---- Geselecteerd fragment

Hoe gebruik je het voorzetsel voor?
Voor is geen makkelijk woord om te leren, doordat het veel verschillende betekenissen kan hebben (de Dikke Van Dale geeft er 16!). Bovendien lijkt het in vorm (en soms in betekenis) erg op het Engelse for. Ik werk veel met mensen die het Engels als moedertaal of belangrijkste voertaal hebben, wat de verwarring alleen maar groter maakt.
Betekenissen van voor
De belangrijkste betekenissen van voor zijn:
- een locatie
- De gitaar staat voor de kast.
- vroeger dan
- Kun je dit voor je vakantie doen?
- de duur waarvoor iets geldt
- Dat is genoeg geld voor een week.
- het genoemde in aanmerking genomen
- Het is koud voor de tijd van het jaar.
Voor in plaats van om
Vrij veel moedertaalsprekers gebruiken in sommige zinnen voor in plaats van om in zinnen als Laat een bericht achter voor een afspraak te maken. Dat is geen standaardtaal, maar cursisten horen het wellicht wel. In zulke zinnen kun je bovendien in het Engels ook vaak for gebruiken, wat de kans op fouten groter maakt bij mensen die die taal spreken. Andere voorbeelden zijn:
- Dit is een app om Nederlands te leren.
- Dat is een goede plek om even uit te rusten.
- We moesten rennen om de trein te halen.
Voor bij periodes
Het gebruik van voor bij tijdsaanduidingen vinden veel cursisten ook lastig. Zoals je hierboven ziet gebruik je wél voor in de betekenis ‘vroeger dan’ en ‘de duur waarvoor iets geldt’, maar niet als je wilt zeggen hoe lang iets al duurt. Je zegt dus niet Ik woon voor vijf jaar in Nederland – ten minste: dat betekent dat je voor een periode die in totaal vijf jaar duurt in Nederland woont. Cursisten bedoelen het vaak als vertaling van I’ve lived in the Netherlands for five years.

--------
---- Gegevensfragmenten

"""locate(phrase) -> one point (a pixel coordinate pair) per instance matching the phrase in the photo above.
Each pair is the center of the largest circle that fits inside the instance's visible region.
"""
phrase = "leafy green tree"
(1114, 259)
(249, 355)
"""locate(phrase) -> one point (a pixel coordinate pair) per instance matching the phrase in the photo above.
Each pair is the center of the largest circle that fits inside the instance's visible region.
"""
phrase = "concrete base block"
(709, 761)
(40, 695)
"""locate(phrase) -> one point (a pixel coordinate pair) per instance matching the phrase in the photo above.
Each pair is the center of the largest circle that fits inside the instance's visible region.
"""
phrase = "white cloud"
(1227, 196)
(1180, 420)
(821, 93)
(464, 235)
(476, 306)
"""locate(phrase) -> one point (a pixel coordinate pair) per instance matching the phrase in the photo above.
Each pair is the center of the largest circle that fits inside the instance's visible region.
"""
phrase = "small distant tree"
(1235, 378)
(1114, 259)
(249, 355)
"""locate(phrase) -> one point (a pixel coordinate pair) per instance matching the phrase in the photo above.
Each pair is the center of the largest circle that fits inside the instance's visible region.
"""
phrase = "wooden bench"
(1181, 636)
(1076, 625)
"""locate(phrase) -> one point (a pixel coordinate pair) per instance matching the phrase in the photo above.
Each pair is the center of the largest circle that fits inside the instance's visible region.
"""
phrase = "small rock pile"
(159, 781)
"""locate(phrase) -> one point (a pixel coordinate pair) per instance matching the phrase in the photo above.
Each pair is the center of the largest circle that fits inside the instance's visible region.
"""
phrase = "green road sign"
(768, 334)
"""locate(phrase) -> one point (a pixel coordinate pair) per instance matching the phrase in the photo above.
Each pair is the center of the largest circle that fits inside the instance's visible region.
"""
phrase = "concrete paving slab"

--------

Uit te voeren taken:
• 1. Hoeveel betekenissen van voor geeft de Dikke Van Dale volgens de tekst over het voorzetsel voor?
• 2. Leg in één tot drie zinnen uit waarom voor volgens de tekst over het voorzetsel voor geen makkelijk woord is om te leren.
• 3. Neem de passage uit de tekst over het voorzetsel voor letterlijk over, van "Voor bij periodes" tot en met "for five years.".

Antwoorden per onderdeel:
• 1. De Dikke Van Dale geeft er 16.

• 2. Voor kan veel verschillende betekenissen hebben, en de Dikke Van Dale geeft er 16. Bovendien lijkt het in vorm en soms in betekenis erg op het Engelse for.

• 3.
Voor bij periodes
Het gebruik van voor bij tijdsaanduidingen vinden veel cursisten ook lastig. Zoals je hierboven ziet gebruik je wél voor in de betekenis ‘vroeger dan’ en ‘de duur waarvoor iets geldt’, maar niet als je wilt zeggen hoe lang iets al duurt. Je zegt dus niet Ik woon voor vijf jaar in Nederland – ten minste: dat betekent dat je voor een periode die in totaal vijf jaar duurt in Nederland woont. Cursisten bedoelen het vaak als vertaling van I’ve lived in the Netherlands for five years.